*** Block opens ***

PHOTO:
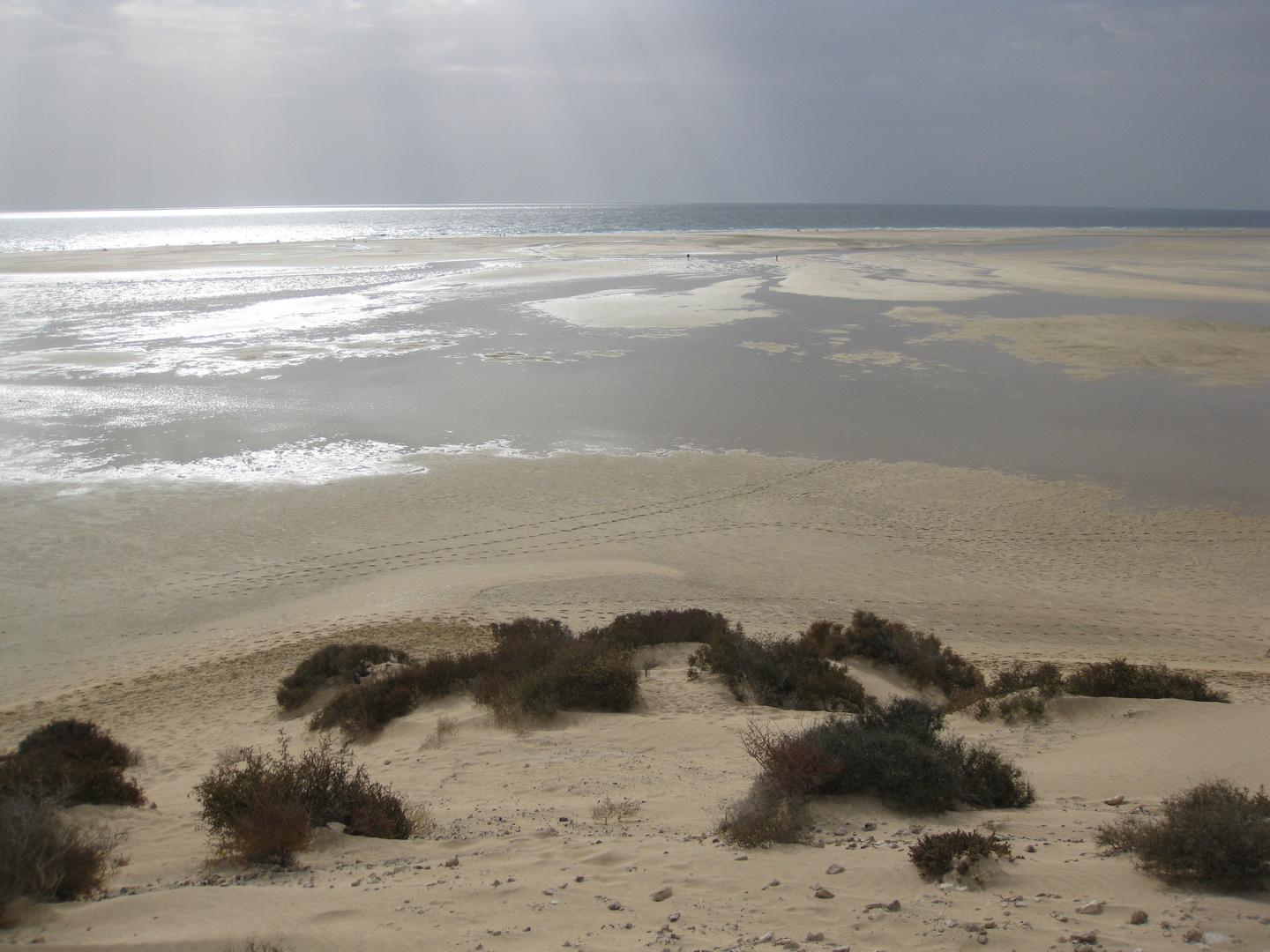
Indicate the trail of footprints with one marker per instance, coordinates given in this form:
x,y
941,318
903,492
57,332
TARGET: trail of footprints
x,y
571,532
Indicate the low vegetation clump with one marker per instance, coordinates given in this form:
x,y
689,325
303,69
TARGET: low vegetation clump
x,y
921,658
333,664
1122,678
609,810
895,752
661,628
938,854
366,709
766,814
43,854
75,762
900,755
788,674
539,668
262,807
1213,833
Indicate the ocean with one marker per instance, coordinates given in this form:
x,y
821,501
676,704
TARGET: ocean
x,y
90,230
308,372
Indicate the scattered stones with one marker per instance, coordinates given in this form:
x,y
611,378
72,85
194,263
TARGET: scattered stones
x,y
893,906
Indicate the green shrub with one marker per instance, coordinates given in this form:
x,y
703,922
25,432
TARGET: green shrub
x,y
921,658
43,854
539,668
940,853
661,628
75,762
1213,833
1122,678
262,807
363,710
779,674
900,755
335,663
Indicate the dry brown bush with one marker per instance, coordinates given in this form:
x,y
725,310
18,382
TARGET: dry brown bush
x,y
609,810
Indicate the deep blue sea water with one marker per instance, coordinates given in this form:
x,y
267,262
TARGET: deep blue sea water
x,y
86,230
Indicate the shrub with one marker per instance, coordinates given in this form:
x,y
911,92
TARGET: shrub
x,y
247,798
43,854
780,674
74,761
667,626
765,815
1122,678
921,658
333,661
790,764
940,853
572,675
365,709
898,753
1213,833
609,810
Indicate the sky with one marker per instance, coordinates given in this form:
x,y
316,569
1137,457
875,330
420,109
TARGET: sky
x,y
178,103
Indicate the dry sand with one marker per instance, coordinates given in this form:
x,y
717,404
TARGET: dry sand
x,y
167,614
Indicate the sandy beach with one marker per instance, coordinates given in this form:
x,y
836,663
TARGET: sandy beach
x,y
167,611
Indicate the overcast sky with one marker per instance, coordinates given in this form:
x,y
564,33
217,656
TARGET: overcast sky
x,y
1154,103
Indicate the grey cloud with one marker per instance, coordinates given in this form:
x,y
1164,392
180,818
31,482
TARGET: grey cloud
x,y
211,101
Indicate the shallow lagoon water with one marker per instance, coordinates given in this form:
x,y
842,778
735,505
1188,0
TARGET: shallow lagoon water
x,y
312,374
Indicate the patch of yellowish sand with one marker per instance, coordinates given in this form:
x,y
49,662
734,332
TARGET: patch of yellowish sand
x,y
1213,353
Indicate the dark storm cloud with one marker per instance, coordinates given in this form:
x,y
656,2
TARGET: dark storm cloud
x,y
207,101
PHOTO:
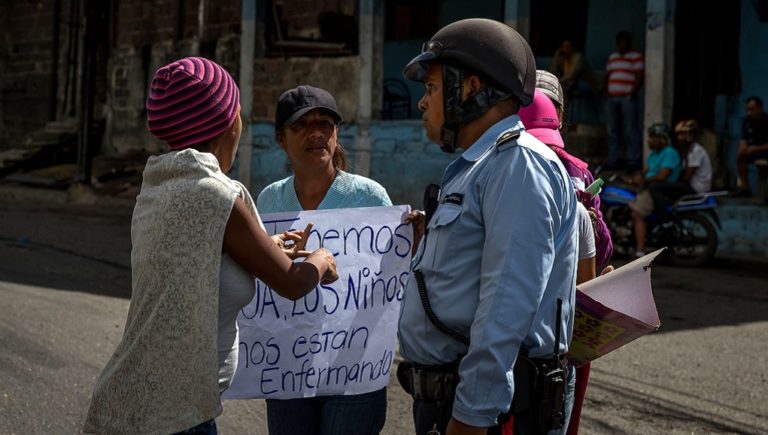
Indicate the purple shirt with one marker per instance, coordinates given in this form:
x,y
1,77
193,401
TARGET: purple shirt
x,y
603,242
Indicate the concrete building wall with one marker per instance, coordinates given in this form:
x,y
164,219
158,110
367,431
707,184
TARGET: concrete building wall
x,y
753,63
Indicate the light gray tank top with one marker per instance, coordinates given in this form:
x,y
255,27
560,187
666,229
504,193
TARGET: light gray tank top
x,y
236,289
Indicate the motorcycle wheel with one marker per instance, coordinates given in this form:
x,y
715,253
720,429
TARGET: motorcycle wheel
x,y
696,241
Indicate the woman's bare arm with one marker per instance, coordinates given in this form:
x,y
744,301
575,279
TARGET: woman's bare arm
x,y
250,246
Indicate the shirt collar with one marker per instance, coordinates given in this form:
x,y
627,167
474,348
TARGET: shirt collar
x,y
489,137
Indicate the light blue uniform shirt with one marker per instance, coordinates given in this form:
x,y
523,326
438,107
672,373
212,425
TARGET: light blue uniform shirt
x,y
501,249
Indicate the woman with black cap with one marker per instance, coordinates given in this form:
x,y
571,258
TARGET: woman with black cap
x,y
306,128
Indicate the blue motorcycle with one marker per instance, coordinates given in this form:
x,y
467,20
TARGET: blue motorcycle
x,y
688,230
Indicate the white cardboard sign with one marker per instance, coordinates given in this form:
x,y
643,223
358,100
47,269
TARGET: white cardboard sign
x,y
339,338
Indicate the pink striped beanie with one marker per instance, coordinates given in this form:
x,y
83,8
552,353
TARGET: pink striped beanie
x,y
190,102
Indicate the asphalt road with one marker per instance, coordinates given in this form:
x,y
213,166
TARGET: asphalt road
x,y
65,284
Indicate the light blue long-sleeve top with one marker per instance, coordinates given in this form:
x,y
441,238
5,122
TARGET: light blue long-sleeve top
x,y
500,250
346,191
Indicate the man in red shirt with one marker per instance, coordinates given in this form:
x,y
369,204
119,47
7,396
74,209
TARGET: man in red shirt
x,y
624,77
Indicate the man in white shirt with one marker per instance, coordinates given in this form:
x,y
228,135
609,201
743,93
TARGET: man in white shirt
x,y
697,169
696,173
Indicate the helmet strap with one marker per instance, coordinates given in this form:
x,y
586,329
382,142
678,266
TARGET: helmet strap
x,y
458,113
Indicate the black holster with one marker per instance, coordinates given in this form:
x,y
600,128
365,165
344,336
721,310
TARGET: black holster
x,y
540,389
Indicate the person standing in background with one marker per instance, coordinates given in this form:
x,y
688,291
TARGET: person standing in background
x,y
624,79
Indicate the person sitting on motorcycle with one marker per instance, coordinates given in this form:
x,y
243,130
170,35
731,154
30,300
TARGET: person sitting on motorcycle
x,y
662,166
696,173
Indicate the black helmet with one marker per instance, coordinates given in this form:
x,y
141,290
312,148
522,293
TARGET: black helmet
x,y
490,49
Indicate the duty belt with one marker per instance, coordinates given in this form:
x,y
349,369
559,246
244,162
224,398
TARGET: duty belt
x,y
432,383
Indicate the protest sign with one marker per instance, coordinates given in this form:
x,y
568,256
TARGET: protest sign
x,y
613,310
340,338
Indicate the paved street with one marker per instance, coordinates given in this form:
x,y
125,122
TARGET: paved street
x,y
65,284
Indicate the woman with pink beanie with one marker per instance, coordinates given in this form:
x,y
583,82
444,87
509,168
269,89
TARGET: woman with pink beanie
x,y
543,119
197,244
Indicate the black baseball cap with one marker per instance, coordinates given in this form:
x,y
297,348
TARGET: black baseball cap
x,y
294,103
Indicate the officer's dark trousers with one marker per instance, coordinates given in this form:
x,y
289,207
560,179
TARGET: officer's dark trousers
x,y
426,413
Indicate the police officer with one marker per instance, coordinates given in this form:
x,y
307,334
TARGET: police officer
x,y
493,280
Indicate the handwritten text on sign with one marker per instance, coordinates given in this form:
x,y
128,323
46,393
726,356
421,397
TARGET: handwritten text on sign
x,y
339,338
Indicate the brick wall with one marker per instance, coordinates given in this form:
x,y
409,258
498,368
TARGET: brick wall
x,y
271,76
26,61
149,35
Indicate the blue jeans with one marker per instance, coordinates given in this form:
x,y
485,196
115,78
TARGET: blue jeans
x,y
361,414
207,428
426,414
621,115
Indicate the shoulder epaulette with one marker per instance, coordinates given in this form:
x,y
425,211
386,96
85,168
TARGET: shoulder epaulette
x,y
506,137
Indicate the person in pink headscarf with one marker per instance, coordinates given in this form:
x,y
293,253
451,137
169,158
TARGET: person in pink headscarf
x,y
542,120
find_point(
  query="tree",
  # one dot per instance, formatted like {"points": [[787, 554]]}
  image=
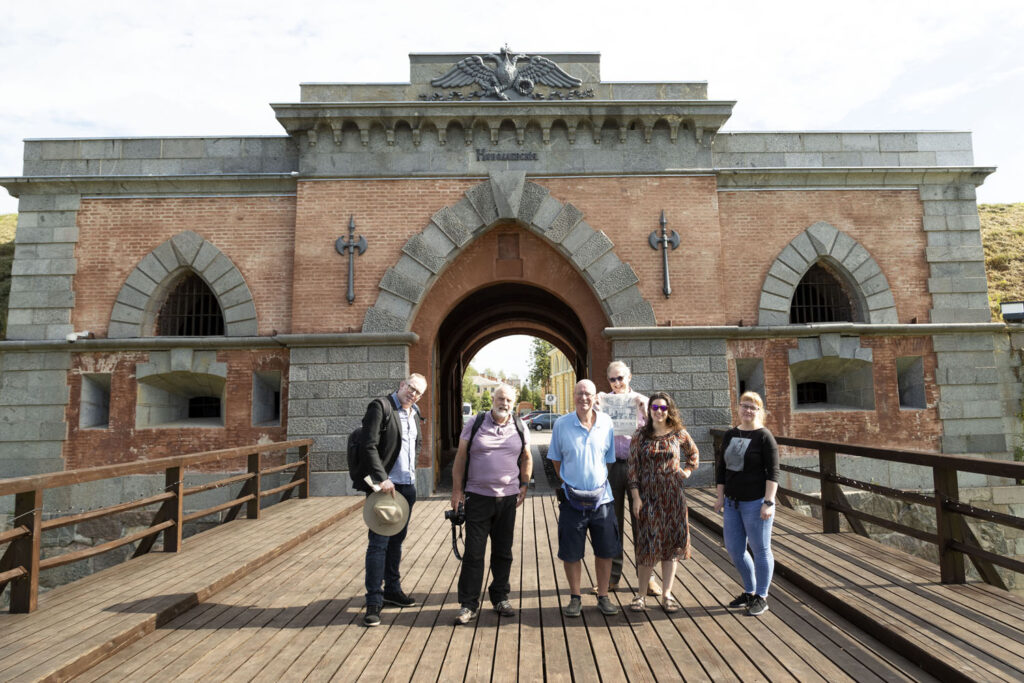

*** Block closes ***

Action item:
Where the line holding "TARGET: purple shirt" appears in the listing above, start reproducing exactly, and end with the line holding "Indicate the woman's".

Result of the exercise:
TARGET: purple shirt
x,y
603,242
Indicate the concrete building wall with one marker per instance, coordinates given in this form:
x,y
164,219
158,110
367,431
707,184
TARGET: concrete building wall
x,y
753,63
Indicate the light gray tank top with one marker per instance, coordinates given in this form:
x,y
255,27
560,187
666,229
504,193
TARGET: light gray tank top
x,y
236,289
Indicate the motorcycle wheel with one marker per instance, coordinates given in this form:
x,y
715,253
720,429
TARGET: motorcycle wheel
x,y
696,241
Indicate the woman's bare arm with one marker per instance, coordinates given in this form:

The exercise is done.